» **Task statement**
Starting at the line that contains "Note to the class: point to the roof", print every remaining line of the entries, unchanged, and output nothing more.

» **Supplied records**

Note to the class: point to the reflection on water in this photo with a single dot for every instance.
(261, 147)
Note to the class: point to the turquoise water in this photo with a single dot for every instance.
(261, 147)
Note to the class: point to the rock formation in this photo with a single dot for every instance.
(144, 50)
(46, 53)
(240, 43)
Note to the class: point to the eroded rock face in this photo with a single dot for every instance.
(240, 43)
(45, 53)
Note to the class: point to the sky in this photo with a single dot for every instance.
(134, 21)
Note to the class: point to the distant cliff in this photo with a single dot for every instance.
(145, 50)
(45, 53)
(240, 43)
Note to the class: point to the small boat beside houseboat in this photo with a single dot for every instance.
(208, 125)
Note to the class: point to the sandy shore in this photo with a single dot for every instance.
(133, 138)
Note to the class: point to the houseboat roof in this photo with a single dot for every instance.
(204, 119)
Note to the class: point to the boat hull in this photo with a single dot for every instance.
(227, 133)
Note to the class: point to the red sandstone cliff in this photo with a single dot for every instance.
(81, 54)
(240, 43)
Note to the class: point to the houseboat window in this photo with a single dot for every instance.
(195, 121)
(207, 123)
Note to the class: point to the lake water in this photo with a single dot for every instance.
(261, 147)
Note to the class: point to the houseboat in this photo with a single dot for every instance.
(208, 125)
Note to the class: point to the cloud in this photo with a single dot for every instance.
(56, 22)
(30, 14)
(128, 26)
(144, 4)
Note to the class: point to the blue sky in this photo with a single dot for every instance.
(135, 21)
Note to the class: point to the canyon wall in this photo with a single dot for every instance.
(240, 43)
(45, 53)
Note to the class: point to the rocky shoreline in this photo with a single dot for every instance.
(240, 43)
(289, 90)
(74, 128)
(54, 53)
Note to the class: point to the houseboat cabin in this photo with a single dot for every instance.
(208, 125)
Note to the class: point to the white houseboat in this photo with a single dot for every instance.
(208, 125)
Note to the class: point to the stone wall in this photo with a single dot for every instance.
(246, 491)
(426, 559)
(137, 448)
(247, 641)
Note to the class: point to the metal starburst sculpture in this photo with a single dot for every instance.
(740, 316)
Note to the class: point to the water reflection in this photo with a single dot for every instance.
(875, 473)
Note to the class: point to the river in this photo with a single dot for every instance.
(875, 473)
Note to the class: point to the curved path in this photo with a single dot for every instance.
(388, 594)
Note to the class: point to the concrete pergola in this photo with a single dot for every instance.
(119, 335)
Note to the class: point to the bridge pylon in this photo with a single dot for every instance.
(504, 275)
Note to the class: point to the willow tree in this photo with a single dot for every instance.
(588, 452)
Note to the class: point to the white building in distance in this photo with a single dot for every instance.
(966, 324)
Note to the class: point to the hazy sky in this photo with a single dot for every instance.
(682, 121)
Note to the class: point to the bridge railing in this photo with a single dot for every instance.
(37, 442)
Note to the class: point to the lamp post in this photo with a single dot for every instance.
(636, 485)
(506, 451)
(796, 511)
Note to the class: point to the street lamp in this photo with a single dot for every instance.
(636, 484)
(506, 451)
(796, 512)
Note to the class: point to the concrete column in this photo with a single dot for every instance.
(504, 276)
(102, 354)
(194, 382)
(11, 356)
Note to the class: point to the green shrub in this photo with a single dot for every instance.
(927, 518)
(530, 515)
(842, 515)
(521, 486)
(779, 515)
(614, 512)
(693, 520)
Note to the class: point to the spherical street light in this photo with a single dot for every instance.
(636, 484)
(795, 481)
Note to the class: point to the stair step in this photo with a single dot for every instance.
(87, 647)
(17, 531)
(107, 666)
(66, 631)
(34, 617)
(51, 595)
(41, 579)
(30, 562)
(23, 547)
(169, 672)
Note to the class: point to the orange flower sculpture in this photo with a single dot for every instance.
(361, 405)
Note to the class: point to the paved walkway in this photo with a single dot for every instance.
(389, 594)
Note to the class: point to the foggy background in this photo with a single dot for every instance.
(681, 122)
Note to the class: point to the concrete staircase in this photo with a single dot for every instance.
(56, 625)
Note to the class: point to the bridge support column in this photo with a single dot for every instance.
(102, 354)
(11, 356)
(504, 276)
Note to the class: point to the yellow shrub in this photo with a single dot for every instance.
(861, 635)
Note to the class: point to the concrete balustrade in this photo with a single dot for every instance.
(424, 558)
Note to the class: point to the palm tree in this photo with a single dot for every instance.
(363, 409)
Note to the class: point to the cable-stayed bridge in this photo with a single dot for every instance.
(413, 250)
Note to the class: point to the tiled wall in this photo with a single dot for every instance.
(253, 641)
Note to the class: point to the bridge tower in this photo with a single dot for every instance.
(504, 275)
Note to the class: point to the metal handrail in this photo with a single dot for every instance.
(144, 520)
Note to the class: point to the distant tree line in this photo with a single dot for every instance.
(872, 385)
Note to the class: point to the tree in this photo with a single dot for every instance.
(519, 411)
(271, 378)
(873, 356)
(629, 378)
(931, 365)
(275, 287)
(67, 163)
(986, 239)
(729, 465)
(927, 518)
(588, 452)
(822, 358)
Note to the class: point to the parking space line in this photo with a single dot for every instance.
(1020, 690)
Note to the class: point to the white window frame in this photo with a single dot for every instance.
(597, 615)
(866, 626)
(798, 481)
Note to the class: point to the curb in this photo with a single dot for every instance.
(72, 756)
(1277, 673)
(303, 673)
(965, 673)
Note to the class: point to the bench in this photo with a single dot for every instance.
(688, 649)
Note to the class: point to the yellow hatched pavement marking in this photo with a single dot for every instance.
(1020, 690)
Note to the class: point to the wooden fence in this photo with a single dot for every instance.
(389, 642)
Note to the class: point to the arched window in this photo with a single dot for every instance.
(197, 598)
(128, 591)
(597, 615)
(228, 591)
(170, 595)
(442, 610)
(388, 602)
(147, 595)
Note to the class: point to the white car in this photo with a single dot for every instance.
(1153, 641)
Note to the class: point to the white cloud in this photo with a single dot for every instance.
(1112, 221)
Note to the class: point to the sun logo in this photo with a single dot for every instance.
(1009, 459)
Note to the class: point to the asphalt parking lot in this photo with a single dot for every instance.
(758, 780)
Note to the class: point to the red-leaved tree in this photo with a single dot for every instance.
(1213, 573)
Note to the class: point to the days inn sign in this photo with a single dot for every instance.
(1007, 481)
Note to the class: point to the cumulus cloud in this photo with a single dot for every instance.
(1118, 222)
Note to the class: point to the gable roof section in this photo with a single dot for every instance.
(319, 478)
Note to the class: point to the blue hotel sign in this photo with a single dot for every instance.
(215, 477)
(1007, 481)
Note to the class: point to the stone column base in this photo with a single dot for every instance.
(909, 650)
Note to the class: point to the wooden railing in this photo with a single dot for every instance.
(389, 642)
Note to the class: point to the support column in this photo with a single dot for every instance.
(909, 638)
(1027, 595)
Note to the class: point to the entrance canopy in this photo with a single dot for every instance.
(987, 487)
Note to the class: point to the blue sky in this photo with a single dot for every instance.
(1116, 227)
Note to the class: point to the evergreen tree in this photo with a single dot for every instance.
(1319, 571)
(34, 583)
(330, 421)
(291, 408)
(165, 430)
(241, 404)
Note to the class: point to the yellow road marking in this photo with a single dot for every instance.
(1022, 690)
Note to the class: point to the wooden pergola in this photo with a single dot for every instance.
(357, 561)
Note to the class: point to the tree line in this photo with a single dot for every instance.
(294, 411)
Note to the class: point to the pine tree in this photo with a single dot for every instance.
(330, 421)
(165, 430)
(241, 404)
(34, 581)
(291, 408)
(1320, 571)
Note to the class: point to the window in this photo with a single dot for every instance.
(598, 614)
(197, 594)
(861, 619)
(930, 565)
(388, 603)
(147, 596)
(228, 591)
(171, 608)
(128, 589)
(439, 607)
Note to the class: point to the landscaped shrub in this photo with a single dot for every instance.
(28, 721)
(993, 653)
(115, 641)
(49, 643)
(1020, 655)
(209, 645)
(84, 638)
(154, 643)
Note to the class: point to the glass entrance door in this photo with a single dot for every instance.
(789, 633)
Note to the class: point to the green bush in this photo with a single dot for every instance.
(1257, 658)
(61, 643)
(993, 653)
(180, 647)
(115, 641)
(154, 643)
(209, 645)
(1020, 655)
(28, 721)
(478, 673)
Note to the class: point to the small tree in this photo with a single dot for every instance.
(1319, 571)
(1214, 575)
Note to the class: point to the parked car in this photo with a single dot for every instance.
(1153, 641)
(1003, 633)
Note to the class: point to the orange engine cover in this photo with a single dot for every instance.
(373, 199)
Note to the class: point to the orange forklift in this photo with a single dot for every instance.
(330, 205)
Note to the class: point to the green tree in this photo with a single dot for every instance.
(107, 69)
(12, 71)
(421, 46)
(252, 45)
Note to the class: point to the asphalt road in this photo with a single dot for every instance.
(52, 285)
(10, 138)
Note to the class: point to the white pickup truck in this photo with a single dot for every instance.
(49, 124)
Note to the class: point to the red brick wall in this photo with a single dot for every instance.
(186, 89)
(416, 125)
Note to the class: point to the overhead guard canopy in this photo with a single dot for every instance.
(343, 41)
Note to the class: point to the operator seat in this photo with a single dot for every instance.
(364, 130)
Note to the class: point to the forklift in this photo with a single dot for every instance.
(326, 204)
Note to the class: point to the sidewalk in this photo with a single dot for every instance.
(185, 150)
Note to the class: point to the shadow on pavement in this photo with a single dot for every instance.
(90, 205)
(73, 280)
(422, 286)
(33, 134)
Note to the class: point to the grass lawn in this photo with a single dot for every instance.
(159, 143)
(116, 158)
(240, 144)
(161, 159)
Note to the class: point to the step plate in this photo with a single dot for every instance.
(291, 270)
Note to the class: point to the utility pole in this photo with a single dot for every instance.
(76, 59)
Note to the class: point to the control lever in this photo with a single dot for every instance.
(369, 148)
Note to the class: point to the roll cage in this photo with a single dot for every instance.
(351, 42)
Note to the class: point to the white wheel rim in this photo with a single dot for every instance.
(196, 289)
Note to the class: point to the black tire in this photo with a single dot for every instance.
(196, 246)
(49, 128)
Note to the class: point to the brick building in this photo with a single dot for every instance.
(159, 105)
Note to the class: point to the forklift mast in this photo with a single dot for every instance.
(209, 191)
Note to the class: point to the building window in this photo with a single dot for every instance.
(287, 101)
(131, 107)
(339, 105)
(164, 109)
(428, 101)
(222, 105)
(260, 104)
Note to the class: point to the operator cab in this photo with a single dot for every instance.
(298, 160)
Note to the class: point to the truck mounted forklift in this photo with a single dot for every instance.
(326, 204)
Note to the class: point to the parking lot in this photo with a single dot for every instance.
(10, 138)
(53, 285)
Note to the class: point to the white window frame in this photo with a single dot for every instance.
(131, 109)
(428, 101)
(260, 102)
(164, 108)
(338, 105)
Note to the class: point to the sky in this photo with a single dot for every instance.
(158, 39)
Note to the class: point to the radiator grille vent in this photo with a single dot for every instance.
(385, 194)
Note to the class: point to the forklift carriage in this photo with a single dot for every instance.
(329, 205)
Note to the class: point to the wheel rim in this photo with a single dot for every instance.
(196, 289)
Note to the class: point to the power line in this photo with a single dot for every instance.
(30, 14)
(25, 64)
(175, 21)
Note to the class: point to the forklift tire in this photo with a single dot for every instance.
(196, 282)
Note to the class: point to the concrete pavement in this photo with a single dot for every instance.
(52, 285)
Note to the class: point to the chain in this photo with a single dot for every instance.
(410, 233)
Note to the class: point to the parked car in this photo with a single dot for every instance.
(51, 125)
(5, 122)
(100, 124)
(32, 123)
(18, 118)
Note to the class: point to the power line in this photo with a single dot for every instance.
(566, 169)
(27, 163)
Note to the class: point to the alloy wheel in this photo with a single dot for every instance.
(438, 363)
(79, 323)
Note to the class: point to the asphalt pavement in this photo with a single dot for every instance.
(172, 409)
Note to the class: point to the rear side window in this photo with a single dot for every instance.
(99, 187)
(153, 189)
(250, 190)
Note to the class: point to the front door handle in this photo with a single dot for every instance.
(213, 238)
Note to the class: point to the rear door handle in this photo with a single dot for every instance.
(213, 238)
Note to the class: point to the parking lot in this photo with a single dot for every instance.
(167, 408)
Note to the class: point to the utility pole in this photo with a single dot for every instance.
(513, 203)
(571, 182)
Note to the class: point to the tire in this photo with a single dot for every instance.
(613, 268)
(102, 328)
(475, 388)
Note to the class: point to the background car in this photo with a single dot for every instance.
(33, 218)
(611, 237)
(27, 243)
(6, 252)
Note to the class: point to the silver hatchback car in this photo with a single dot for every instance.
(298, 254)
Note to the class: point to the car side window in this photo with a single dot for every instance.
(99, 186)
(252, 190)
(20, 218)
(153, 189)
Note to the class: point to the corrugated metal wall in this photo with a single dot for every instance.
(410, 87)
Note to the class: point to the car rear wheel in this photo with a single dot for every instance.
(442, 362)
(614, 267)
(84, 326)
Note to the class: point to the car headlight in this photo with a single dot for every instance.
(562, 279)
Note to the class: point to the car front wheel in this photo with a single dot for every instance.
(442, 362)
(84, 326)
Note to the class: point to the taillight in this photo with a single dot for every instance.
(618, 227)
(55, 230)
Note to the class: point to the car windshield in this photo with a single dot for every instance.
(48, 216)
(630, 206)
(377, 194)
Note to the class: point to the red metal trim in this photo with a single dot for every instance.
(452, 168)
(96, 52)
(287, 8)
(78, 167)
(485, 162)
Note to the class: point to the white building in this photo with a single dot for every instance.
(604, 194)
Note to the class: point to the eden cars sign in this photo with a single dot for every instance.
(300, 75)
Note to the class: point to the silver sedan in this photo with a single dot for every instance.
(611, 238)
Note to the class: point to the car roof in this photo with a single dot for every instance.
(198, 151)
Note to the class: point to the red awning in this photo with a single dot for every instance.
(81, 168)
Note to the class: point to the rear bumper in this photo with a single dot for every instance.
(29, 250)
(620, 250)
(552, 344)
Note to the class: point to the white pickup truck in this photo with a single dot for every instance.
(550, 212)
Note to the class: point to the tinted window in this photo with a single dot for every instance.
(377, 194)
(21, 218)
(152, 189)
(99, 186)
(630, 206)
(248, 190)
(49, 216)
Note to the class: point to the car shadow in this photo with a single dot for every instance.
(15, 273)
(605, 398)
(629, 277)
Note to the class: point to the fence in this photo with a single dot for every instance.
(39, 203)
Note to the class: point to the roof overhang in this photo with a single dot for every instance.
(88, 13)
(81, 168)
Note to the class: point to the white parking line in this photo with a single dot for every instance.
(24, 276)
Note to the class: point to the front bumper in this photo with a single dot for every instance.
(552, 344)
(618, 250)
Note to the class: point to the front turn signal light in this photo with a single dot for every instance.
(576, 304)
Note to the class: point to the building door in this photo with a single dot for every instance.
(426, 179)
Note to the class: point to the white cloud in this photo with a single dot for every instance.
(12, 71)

» **Exercise answer**
Note to the class: point to the roof overhang in this photo with a single dot for every instance.
(88, 13)
(81, 168)
Note to the class: point to the white parking line in this photo with a single dot for every instance.
(24, 276)
Note to the class: point to the front bumper in this photo with a single dot for every instance.
(552, 344)
(618, 250)
Note to the class: point to the front turn signal light in this photo with a single dot for every instance.
(576, 304)
Note to the class: point to the building door in this photo with a single dot for every instance.
(426, 179)
Note to the class: point to the white cloud in this photo with a single dot for every instance.
(12, 71)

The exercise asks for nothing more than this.